§ Exercise brief
Continue the text on sustainable construction and community living below from the point where it stops.

Source extract below:

4. Sustainable Construction Practices

  •  Sustainably grown lumber:  If feasible, lumber used in the building framing will be certified “sustainably grown” by the forest stewardship council. “Sustainably grown” lumber comes from forests where clear-cutting is not practiced, where logging does not damage habitats or watersheds, and where trees need to be thinned.
  • Advanced framing:  This framing style reduces the amount of wood and large dimensional lumber necessary. It uses studs at 24” on center, minimal headers, and engineered wood members. This allows more space for insulation and higher windows heights, bringing more natural light into the space.
  • Deeper wall framing: 2x6 wall framing at 24” on center creates deeper walls, allowing for better insulated walls.
  • Low-flow plumbing fixtures: low-water-use toilets, faucets, and shower heads provide quality without wasting water. 

5. Sustainable Community Living

  • Community education: Ongoing community education is essential to the creation and maintenance of a sustainable community. Discussion and education (at least annually) on ways to reduce energy, water, and resource consumption will be an integral part of community interaction and energy savings.

End of Source extract.
Provided data below:

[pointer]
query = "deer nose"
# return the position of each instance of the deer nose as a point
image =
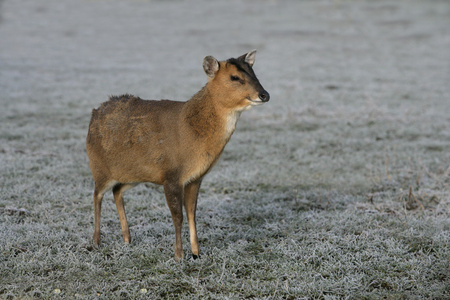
(264, 96)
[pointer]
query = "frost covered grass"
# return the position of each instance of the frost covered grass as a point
(336, 188)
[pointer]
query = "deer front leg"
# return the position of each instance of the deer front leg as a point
(190, 204)
(174, 197)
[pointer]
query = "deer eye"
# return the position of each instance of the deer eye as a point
(236, 78)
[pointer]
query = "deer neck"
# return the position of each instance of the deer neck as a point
(208, 119)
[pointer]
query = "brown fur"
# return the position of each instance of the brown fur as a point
(171, 143)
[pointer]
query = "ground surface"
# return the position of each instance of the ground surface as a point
(336, 188)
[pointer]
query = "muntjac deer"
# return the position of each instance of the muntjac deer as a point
(170, 143)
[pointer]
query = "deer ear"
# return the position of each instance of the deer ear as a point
(250, 58)
(211, 66)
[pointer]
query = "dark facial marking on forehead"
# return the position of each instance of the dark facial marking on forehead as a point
(242, 67)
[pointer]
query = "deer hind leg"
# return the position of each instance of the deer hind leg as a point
(190, 205)
(100, 188)
(174, 197)
(118, 191)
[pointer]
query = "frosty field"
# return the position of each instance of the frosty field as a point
(337, 188)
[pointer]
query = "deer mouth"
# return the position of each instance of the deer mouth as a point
(256, 101)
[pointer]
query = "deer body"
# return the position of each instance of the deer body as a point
(170, 143)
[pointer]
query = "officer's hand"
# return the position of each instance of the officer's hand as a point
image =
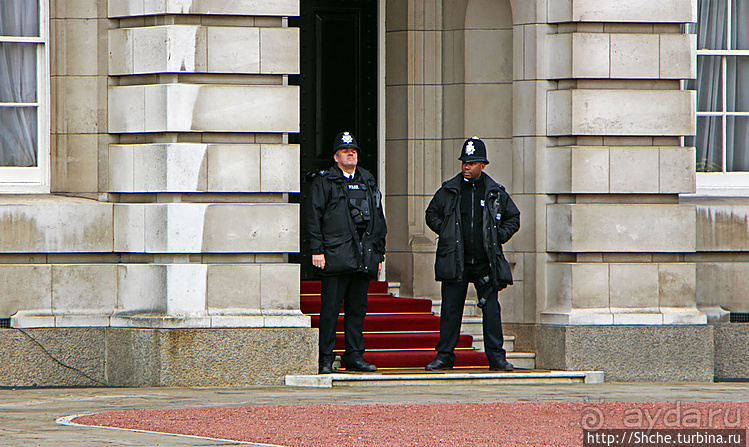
(318, 261)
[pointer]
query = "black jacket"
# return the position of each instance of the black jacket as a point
(501, 220)
(332, 230)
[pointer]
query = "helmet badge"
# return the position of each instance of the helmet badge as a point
(469, 148)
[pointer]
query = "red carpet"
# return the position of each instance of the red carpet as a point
(398, 332)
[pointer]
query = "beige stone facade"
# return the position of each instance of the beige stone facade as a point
(171, 168)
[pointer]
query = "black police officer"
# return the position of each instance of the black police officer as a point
(473, 216)
(347, 232)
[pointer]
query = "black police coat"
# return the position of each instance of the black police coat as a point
(332, 230)
(443, 217)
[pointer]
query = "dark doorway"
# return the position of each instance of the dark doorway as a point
(338, 84)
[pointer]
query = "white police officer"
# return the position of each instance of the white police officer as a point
(347, 240)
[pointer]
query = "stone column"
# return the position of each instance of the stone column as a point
(414, 139)
(614, 165)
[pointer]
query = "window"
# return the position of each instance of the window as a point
(24, 97)
(722, 85)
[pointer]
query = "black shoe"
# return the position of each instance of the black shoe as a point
(360, 365)
(326, 366)
(503, 365)
(438, 365)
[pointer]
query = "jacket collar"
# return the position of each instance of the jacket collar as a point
(454, 183)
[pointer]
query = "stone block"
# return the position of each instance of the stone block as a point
(204, 108)
(217, 7)
(634, 286)
(620, 228)
(674, 353)
(40, 359)
(729, 340)
(489, 110)
(233, 50)
(279, 168)
(84, 289)
(234, 289)
(279, 50)
(25, 287)
(592, 55)
(127, 106)
(723, 284)
(577, 286)
(591, 169)
(559, 47)
(634, 170)
(635, 56)
(722, 228)
(75, 47)
(279, 288)
(234, 167)
(632, 11)
(529, 111)
(129, 228)
(186, 289)
(678, 54)
(677, 174)
(493, 45)
(141, 289)
(80, 100)
(51, 224)
(621, 112)
(397, 58)
(677, 285)
(244, 228)
(175, 167)
(75, 163)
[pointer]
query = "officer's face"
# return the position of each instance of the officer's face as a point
(472, 170)
(347, 158)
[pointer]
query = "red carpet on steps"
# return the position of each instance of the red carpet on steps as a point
(399, 333)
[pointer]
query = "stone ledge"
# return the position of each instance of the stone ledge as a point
(94, 357)
(445, 379)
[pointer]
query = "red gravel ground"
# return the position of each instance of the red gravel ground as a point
(491, 424)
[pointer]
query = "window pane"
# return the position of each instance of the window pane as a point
(737, 158)
(709, 144)
(18, 72)
(711, 28)
(18, 136)
(738, 84)
(740, 25)
(707, 84)
(19, 18)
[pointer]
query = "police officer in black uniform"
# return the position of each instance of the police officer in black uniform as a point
(473, 216)
(347, 232)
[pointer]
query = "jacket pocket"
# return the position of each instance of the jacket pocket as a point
(340, 257)
(503, 271)
(446, 264)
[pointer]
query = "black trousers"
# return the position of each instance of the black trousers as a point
(453, 301)
(351, 292)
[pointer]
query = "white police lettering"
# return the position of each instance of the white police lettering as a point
(469, 148)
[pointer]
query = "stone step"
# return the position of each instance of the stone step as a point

End of Provided data.

§ Answer to this task
  • Shared resources: Drawing from a common pool of resources, members of the community will use less and have access to more. One lawn mower for 30 homes, one pool for 30 homes, etc. 
  • Walk to community: Our project brings people closer to their friends and community. Necessary services will be in close proximity to the homes, lessening peoples’ dependence on automobiles and fostering a more sustainable lifestyle and community.
  • Recycling: By developing a community consciousness focused on enhanced recycling, a significant amount of waste generated by the community can be kept out of landfills. (One 18-unit cohousing community generates as much solid waste as a single family house nearby.)